## SELECTED TEXT
● ● ● ● ●

How many times in our lives have we heard or said the above phrase “you’ll just know when you know”?

Earlier today I was talking to a new mom of a beautiful 3 month old and we were discussing bedtime rituals and the struggles with that. All moms (and dads) out there you know what I’m talking about. She asked me “how do you know when it’s time to put your daughter to bed”?….Let me back up for a minute and explain our bedtime ritual… We start by having bath time and I always give my daughter a little massage in the water l. We keep things pretty mellow the whole time. After bath time I rub lotion on her and put on her pjs. I give her to daddy for him to say goodnight, hug, and give a kiss goodnight (she can get a little fussy during this part because I’ve walked out of her sight and well that’s pretty traumatic for her these days lol). While daddy and her are having their moment I get a small bottle ready. Her and I then go to her room and I rocked her gently while she has her bottle. I keep her room dark with no lights and just the sound machine playing (rain sounds). I don’t talk to her I just hold her. After her bottle I rock her until she’s ready to be laid down in her crib.

● ● ● ● ●

Continue the piece about a baby's bedtime routine, starting right after its last sentence, "After her bottle I rock her until she's ready to be laid down in her crib."

## DATASET RECORDS
● ● ● ● ●

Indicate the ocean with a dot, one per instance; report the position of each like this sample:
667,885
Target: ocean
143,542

● ● ● ● ●

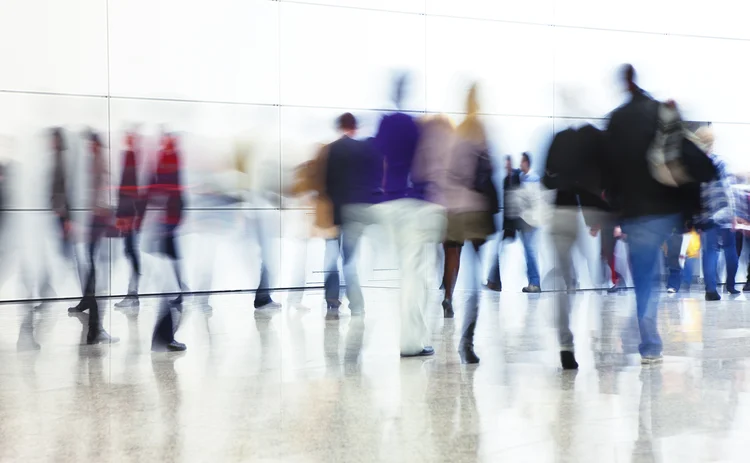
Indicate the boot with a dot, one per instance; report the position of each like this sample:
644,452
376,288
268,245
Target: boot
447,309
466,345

● ● ● ● ●

## EXERCISE RESULT
My friend has a similar routine but she said when she lays her daughter down she just cries and takes forever to fall asleep so she asked how do I know when it’s time.

I had to take a minute to think about it because I didn’t know how to answer her. Even my husband had had problems getting her to relax and go to bed. I finally determined the only answer I could give she wouldn’t like. The answer: “You just know when you know”. I put my daughter to bed every night (something I’m kinda stingy about because I absolutely love to… I’m working on letting my husband hehe) so I know my daughters body language. I’m with her all day everyday so I know her very well. Sometimes rocking her takes 5 minutes of and other times maybe 30. I don’t rush her bedtime, even if my favorite show is about to come in or if I have to go to the bathroom (this is what my husband struggles with). I just relax and let her do her thing. I personally think that’s important in anything with my daughter…. Be present. I’ve come to thoroughly enjoy that dark, quiet time just rocking her. Just her and I.

I explained to my friend there comes a moment when my daughter is not quite asleep but is still and just peaceful. When this moment happens I pause and embrace that moment because I know these days won’t last forever, and then I lay her in her crib. From there she falls completely asleep within a couple minutes.

I certainly hope I was a little help to her because I know I got so much help and advice from others so it’d be nice to pay it forward.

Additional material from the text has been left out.